- **THE TASK**
Copy out the lines of the records below word for word, from the line with "outline black referee shorts, every instance" through the end of the records.

[Mask labeling examples]
---*---

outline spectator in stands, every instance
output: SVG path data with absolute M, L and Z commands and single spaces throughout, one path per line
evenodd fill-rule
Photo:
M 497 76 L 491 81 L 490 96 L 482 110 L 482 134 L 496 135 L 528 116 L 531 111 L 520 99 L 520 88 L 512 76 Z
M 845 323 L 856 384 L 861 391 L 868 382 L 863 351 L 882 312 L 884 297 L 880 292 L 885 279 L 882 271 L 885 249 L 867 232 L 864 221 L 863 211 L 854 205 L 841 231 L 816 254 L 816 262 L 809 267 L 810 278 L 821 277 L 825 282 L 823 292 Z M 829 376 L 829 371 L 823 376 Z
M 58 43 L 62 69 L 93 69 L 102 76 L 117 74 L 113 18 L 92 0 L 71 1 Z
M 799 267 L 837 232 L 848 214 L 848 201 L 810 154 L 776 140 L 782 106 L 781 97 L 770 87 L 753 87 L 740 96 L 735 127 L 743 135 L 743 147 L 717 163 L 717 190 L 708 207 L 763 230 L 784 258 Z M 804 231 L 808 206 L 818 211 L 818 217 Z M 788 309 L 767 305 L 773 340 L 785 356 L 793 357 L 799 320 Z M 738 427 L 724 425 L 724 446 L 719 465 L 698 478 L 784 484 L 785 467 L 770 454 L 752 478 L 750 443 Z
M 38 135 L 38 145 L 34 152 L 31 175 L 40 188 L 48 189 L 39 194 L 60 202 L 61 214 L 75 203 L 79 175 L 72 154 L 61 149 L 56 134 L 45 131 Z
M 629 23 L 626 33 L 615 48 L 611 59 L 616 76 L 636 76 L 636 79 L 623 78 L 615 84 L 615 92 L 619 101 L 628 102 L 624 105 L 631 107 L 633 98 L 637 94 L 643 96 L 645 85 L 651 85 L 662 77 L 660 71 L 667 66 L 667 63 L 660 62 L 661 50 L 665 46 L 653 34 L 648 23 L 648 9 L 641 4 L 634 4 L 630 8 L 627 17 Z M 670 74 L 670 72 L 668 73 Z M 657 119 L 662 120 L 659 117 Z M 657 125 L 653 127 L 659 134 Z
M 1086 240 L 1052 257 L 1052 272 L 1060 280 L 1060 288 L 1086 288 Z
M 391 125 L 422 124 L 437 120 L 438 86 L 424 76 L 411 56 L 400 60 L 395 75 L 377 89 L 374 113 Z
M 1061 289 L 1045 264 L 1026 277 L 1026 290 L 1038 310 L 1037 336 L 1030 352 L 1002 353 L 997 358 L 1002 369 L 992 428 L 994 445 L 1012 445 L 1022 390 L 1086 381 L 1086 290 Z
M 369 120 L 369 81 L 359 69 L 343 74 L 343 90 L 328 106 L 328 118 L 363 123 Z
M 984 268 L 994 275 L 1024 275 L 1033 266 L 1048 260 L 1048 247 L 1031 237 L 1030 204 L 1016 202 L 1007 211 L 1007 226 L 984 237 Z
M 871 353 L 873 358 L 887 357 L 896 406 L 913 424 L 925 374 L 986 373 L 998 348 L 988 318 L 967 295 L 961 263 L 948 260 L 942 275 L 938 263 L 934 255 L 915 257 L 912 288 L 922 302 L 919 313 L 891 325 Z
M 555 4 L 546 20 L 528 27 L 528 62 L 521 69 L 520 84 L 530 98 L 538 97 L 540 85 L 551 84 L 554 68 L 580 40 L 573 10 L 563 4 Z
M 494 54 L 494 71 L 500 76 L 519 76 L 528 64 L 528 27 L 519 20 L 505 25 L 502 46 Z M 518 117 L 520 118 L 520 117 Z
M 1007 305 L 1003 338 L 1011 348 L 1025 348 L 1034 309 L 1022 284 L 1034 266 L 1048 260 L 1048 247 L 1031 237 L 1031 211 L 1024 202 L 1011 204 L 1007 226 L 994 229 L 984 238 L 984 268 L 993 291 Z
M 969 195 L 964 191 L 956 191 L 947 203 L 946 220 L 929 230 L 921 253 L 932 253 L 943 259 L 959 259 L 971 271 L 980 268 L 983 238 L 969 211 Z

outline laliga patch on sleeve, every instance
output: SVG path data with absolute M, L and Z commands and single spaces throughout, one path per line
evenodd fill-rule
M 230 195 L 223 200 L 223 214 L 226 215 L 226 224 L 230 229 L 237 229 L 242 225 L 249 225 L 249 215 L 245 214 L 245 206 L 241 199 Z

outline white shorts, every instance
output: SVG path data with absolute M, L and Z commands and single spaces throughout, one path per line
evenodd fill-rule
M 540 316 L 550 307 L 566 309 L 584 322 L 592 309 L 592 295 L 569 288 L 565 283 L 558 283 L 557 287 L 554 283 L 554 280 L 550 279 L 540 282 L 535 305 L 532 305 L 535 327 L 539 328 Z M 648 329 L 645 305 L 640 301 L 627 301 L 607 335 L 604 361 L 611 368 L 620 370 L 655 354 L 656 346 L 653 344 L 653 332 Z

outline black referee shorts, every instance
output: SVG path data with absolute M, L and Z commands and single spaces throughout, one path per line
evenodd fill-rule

---*---

- **THE REPLY**
outline black referee shorts, every instance
output: SVG path data with absolute M, L and Z commands and single spaces throughout, one path per line
evenodd fill-rule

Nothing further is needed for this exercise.